▶ Instruction A:
Express the entries from the line containing "As a warehouse robot's perception module, locate shoe" through the line containing "508, 507, 524, 531" as a JSON list of strings with one string per line, leaving out blank lines.

▶ Document passage:

The first tests of geological storage of CO2 in coal seams and improved coal bed methane recovery were applied in the San Juan Basin, USA, in late 1993. Then, a pilot test of injecting pure CO2 was conducted in the Allison coal seam of the San Juan basin; the stimulating effect was remarkable and the recovery factor of the coalbed methane was enhanced by about 18% [22]. Subsequently, pilot tests have been conducted in Alberta in Canada, Ishikari in Japan, and Silesian in Poland, as well as in other coal seams [23,24,25,26]. In 2004, mini-pilot tests involving CO2 huff-puff injection were carried out in the Qin Shui Basin, whose preliminary results confirmed the stimulating effect of CO2 injection and the feasibility of CO2 storage [17]. Parson and Keith [27] estimated that the global CO2 storage capacity of coal seams is about (36.6 − 110) × 1010 t. In fact, these projects have not achieved the desired effect of being able to store large amounts of CO2. The problem of coal swelling due to CO2 injection is still difficult to solve, which greatly limits the large-scale application of this method.
Currently, the storage of CO2 in coal seams is still in the research and development phase, and commercialization and large-scale promotion projects have not yet been implemented. There are still many technical barriers to overcome; for example, the injected CO2 will make the coal swell, reduce the permeability of the coal seams, and contaminate the gas flow path [28].

2.2. CO2 Storage in Hydrocarbon Reservoirs

Mature hydrocarbon reservoirs, which are produced over a long time and exhibit low economic value, are used for CO2 storage. When unexploited, most of the hydrocarbon reserves indicate the integrity of the reservoir when no oil or gas leaks occur for millions of years, which provides a safe location for future CO2 storage. After years of research, this technology is one of the most mature storage technologies.

▶ Instruction B:
Retype the stretch of the CO2 storage passage from "Currently, the storage" through "flow path [28]." without any changes.

▶ Records to use:
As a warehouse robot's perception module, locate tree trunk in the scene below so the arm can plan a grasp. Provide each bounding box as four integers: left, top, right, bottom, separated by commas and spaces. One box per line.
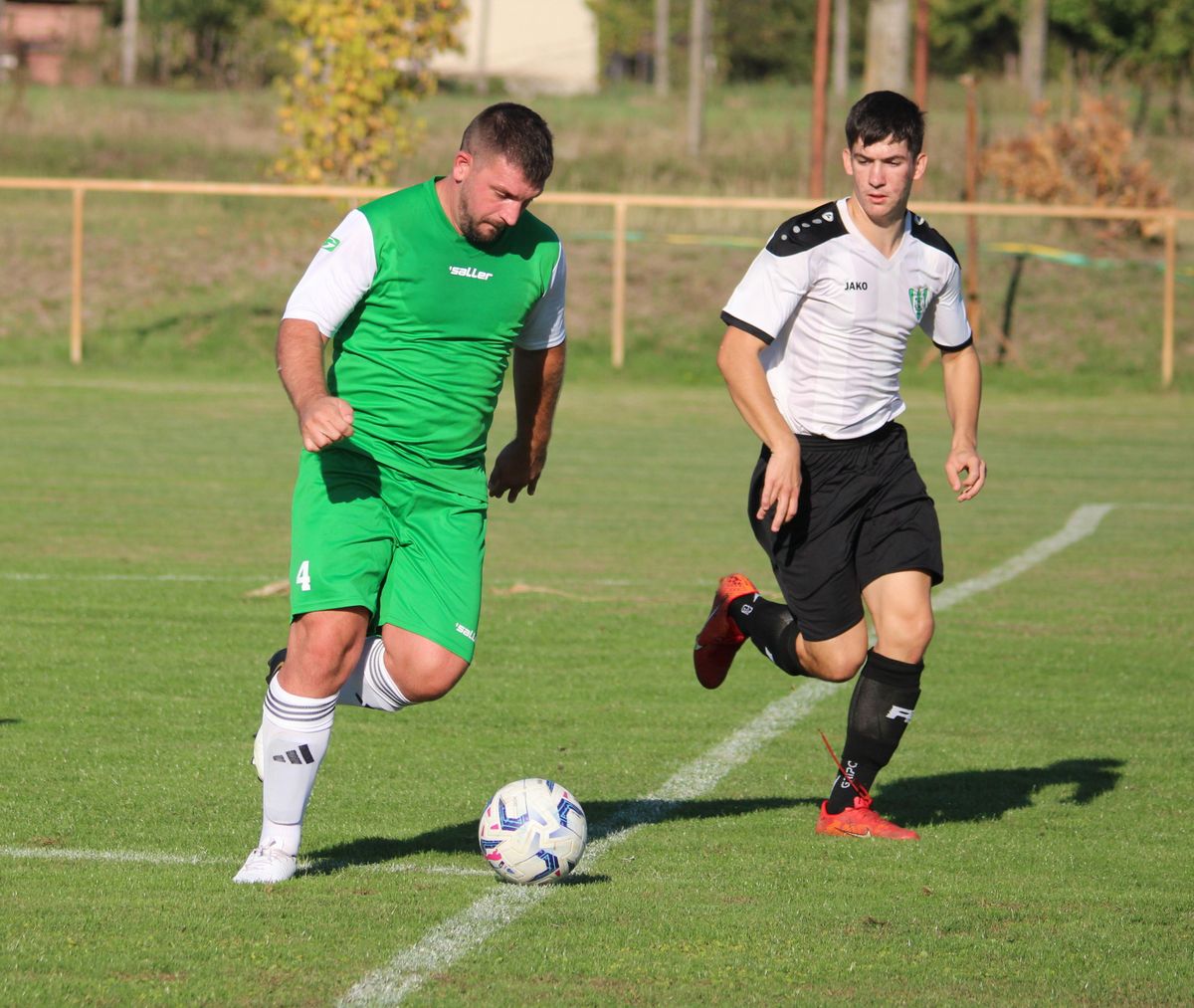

--

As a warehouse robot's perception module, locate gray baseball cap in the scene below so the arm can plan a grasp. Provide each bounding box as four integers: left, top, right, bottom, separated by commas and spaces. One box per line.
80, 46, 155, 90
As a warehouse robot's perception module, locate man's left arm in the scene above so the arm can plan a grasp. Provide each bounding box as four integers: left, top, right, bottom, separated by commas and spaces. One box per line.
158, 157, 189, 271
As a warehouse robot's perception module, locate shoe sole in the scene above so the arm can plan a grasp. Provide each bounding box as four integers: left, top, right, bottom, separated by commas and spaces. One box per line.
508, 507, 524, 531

* * *

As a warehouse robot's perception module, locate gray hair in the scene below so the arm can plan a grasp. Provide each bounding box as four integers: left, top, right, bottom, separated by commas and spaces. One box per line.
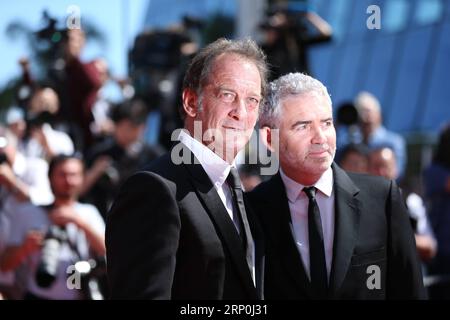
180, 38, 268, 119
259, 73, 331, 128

▶ Correct answer A:
[
  "As a warehouse robot's perception module, locate shoe sole in the scene above so the arm can plan a grasp. Provide each bounding box as four integers: left, top, right, bottom, separated by commas and spaces. One box per line.",
  "508, 507, 524, 531"
]

▶ Correct answer B:
Currently, the storage of CO2 in coal seams is still in the research and development phase, and commercialization and large-scale promotion projects have not yet been implemented. There are still many technical barriers to overcome; for example, the injected CO2 will make the coal swell, reduce the permeability of the coal seams, and contaminate the gas flow path [28].